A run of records
::::::::

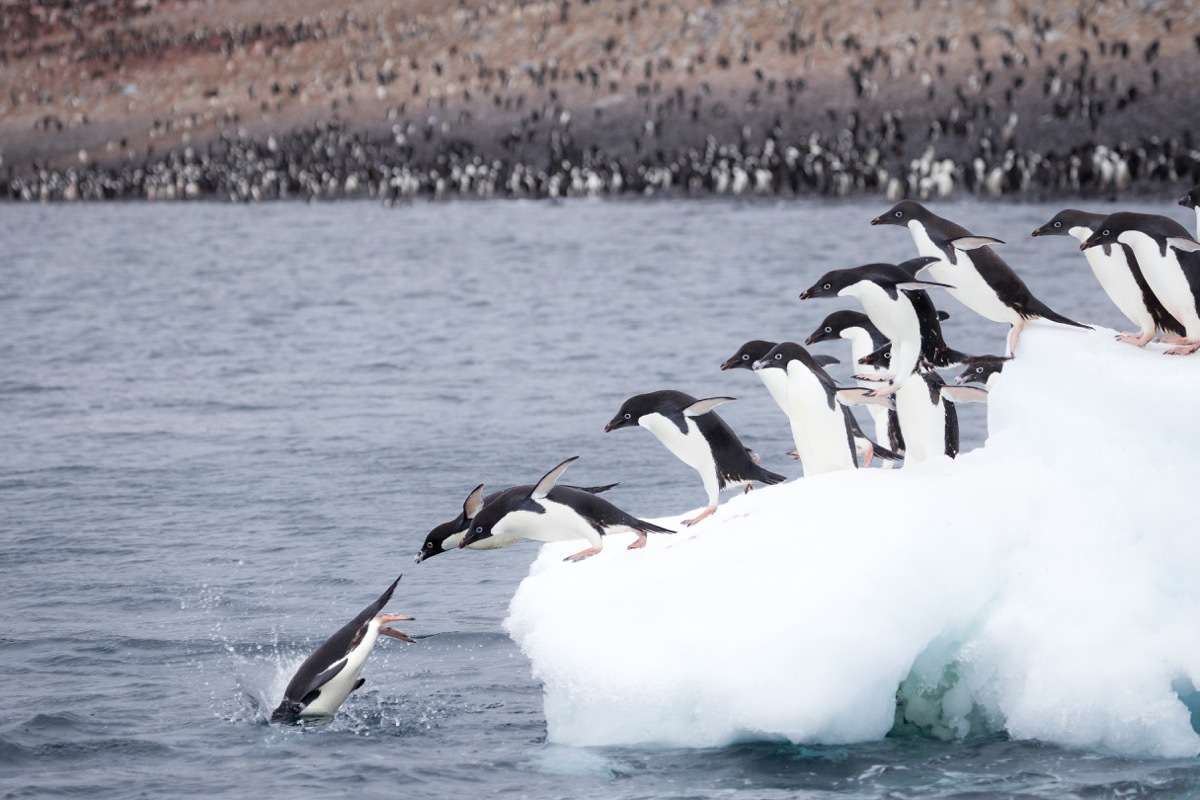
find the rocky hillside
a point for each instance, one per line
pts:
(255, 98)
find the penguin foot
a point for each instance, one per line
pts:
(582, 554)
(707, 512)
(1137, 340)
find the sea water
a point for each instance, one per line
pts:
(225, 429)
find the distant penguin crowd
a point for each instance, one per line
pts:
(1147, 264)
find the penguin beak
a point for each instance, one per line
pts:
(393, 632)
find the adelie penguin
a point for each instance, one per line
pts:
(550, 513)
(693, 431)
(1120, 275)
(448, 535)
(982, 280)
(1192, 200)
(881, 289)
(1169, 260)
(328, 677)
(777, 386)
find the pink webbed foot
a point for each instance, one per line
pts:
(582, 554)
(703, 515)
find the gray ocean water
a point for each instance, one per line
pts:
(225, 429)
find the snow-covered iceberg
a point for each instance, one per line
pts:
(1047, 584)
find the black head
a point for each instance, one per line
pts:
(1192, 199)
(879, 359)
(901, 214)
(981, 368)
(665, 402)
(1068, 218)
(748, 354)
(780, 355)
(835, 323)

::::::::

WRITTEN REQUEST → Could you revise the items above so that every "find the" becomes "mark the", leaving everything else unchanged and the pictures out of your answer?

FULL OUTPUT →
mark the rocky hillside
a point for each instance, one per line
pts:
(255, 98)
mark the penguin foot
a point for each instance, one per line
pts:
(582, 554)
(707, 512)
(1137, 340)
mark the sea water
a point for each instance, one per line
pts:
(225, 429)
mark the distant penguin crowd
a point for each instance, one per line
pts:
(1147, 264)
mark the penguin beak
a point for each instance, one per line
pts:
(393, 632)
mark the adelie penguin
a point for each instance, one per line
pts:
(550, 513)
(693, 431)
(1120, 275)
(448, 535)
(982, 280)
(1192, 200)
(881, 289)
(1169, 260)
(328, 677)
(777, 386)
mark the pink webbed foot
a point for each instance, one per line
pts:
(582, 554)
(703, 515)
mark the gray ocean water
a point for each instance, one per line
pts:
(225, 429)
mark the snow-covered iceberg
a point for each instance, one per line
pts:
(1047, 584)
mark the black head
a point for each instance, one per line
pts:
(1192, 199)
(879, 359)
(901, 214)
(981, 368)
(665, 402)
(1068, 218)
(748, 354)
(780, 355)
(835, 323)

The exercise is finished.